Carry on the passage about the sacrament of penance, starting right after its last sentence.

*Document segment:*
══════════

The four parts of the sacrament each serve the ultimate purpose of penance, which is “that we should love God deeply and commit ourselves completely to him.” (Rites, 528)  The Rite defines the first part, contrition, as the “heart-felt sorrow and aversion for the sin committed along with the intention of sinning no more.” (Rites, 529)  It is a sorrow that is born out of a love for God, who is praised above all things, and who has made us for no other end than to walk with him. (Chris Aridas, Reconciliation: Celebrating God’s Healing Forgiveness, 49)  The confession “comes from the true knowledge of self before God”, and is always made “in the light of God’s mercy.” (Rites, 529)  The act of penance is oriented to the renewal of life and urges the penitent to forget the things that are behind. (Philippians 3:13)  And, finally, absolution marks the moment when Christ “places the lost sheep on his shoulders and brings them back into the sheepfold.” (Rites, 530)  Love, mercy, praise, thanksgiving, and renewal:  if the scene were to visibly reflect the operation of sanctifying grace occurring in this moment of history, then fireworks, feasting and confetti would be in order.  The sacrament of confession celebrates a return to our baptismal state.  It is this sense of celebration which has, unfortunately, been somewhat dampened over time.  The entire sacramental apparatus has been increasingly perceived as a means to bind the penitent to a written law, rather than a means to restore his or her relationship with God.

══════════

*Location identification items:*
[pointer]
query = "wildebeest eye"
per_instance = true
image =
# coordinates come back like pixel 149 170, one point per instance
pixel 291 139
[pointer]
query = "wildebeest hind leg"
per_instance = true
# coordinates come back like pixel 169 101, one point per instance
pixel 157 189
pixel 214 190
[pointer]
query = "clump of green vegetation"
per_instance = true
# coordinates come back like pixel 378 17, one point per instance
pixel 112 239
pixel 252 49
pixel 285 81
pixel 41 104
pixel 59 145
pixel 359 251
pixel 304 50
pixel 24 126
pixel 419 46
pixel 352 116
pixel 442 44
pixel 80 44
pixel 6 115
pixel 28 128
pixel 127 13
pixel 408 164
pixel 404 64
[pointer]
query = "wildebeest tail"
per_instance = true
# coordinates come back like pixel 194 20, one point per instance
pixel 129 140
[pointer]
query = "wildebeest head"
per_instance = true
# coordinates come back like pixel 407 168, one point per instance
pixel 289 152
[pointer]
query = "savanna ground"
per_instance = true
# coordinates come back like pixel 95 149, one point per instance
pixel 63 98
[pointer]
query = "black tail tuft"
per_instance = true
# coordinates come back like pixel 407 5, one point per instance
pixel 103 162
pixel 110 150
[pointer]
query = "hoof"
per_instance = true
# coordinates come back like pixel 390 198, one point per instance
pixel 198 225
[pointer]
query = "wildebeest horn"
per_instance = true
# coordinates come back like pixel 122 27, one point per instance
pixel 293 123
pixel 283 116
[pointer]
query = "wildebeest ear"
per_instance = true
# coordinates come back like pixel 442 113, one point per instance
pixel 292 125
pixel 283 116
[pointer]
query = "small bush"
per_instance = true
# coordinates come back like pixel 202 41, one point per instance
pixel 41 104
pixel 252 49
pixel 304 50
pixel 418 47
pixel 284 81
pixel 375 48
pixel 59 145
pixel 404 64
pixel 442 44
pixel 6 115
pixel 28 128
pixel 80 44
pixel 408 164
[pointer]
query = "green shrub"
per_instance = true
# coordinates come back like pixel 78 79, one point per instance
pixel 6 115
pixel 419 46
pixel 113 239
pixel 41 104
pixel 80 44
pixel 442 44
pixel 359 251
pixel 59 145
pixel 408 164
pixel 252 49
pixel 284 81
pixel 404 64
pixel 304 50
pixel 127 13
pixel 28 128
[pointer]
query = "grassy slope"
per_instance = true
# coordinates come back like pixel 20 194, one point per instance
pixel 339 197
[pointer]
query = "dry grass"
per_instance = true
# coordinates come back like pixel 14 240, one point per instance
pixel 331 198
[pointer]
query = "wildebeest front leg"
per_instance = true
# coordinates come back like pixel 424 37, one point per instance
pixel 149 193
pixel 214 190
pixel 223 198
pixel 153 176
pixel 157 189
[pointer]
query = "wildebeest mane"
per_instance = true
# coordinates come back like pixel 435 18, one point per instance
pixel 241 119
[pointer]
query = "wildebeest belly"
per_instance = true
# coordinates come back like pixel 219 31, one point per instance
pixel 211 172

══════════

*Exercise output:*
Today’s Catholics have inherited a tradition of confession which continues to be significantly affected by the shifts within the field of moral theology after St. Thomas Aquinas.  Where St. Thomas had given precedence to the virtues, some of his successors focused much more on the morality of obligation.  By the 17th century, the “manuals” of moral theology began to circulate, primarily in the seminaries, where young men were preparing to hear confessions.  The Jesuits, in particular, were enthusiastic about promoting a certain work called Institutiones morales, written by the Spanish Jesuit, Juan Azor (1536-1603).  The manual was intended to carry on Aquinas’ work, but, in its effort to be simpler and more accessible to both priests and lay people, it reduced moral theology to little more than following a specific and rigid set of precepts and laws.  It must be said that the manuals served an important function in providing a fundamental education of moral principles, but the:

primary reproach that one can make against the moralities of obligation…is that they have restricted considerably the domain of moral theology.  Because of its focus on obligations, moral theology has detached itself from everything that goes beyond legal imperatives: from the search for perfection, which is henceforth reserved to an elite; from the interior mystical movement of the heart so closely linked to love; and from spirituality in general.  The moral theology of the manuals lost sight of essential questions: the treatise on happiness and the destiny of the human person. (Servais Pinckaers, Morality: The Catholic View, 40)

In other words, this movement to a morality of obligation essentially deadened the sense of heavenly objectives in the general Catholic consciousness.  Consequently, the sacrament of confession ceased to be primarily a matter of striving for holiness, and became something of a sophisticated “checklist”, an attitude which has lasted well into our present century.  But one does not drop off sins like they would dirty laundry at the cleaners, and nor is it quite as simple as everything just coming clean in the wash.  That attitude hardly touches the edge of wonder, conversion and interior renewal.  To recover a genuine sense of the sacrament of reconciliation, one must go the way of recovering the true sense of all the sacraments.  Next time, we will see how one theologian by the name of Louis-Marie Chauvet travels this way, and begins the journey in the company of the disciples walking toward Emmaus.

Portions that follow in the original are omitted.